--- START Given entries ---
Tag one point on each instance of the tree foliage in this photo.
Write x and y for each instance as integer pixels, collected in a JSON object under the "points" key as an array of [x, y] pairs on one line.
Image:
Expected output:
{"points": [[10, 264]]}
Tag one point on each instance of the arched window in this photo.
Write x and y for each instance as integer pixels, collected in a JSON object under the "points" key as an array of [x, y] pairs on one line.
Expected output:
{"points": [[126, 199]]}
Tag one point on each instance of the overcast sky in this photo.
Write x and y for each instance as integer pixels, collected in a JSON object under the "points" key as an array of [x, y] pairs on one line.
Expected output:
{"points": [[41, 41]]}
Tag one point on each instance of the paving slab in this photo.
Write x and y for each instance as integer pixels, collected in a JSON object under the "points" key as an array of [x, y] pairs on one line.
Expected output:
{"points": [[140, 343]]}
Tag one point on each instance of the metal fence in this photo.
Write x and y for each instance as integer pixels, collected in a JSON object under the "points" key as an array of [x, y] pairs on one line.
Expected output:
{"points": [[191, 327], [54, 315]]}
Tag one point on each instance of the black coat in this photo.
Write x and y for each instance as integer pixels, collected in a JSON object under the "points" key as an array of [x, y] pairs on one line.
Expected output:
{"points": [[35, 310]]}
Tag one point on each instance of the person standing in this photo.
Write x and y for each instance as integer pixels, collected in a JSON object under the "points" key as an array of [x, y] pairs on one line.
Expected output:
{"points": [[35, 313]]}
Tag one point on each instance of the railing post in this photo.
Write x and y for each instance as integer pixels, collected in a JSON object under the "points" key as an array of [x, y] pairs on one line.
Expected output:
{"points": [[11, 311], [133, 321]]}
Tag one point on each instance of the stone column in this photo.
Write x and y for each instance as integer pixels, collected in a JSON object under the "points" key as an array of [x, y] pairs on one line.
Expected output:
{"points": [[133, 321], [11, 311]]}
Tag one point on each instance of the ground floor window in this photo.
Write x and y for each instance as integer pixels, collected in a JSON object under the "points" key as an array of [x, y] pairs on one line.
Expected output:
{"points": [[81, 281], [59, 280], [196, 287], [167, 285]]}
--- END Given entries ---
■ **Task description**
Scale the data starting with the line containing "Tag one point on each instance of the stone" and going on through the last line of the data. Reproduce every one of those lines in full, with each x and y coordinate in the points multiplied by 0.5 and rounded to a whole number, halves rounded up.

■ **Worked answer**
Tag one point on each instance of the stone column in this photo.
Write x and y for each instance as integer pixels, collected in a JSON object under the "points" key as an array of [x, y] pairs on one line.
Expected output:
{"points": [[67, 161], [6, 156]]}
Tag one point on each instance of the ground floor window in this photo.
Write x and y for each instance as integer pixels, collected in a JSON object under the "points" key as an array of [x, y] pairs on one line.
Expected output:
{"points": [[41, 141], [30, 140], [98, 144], [84, 143]]}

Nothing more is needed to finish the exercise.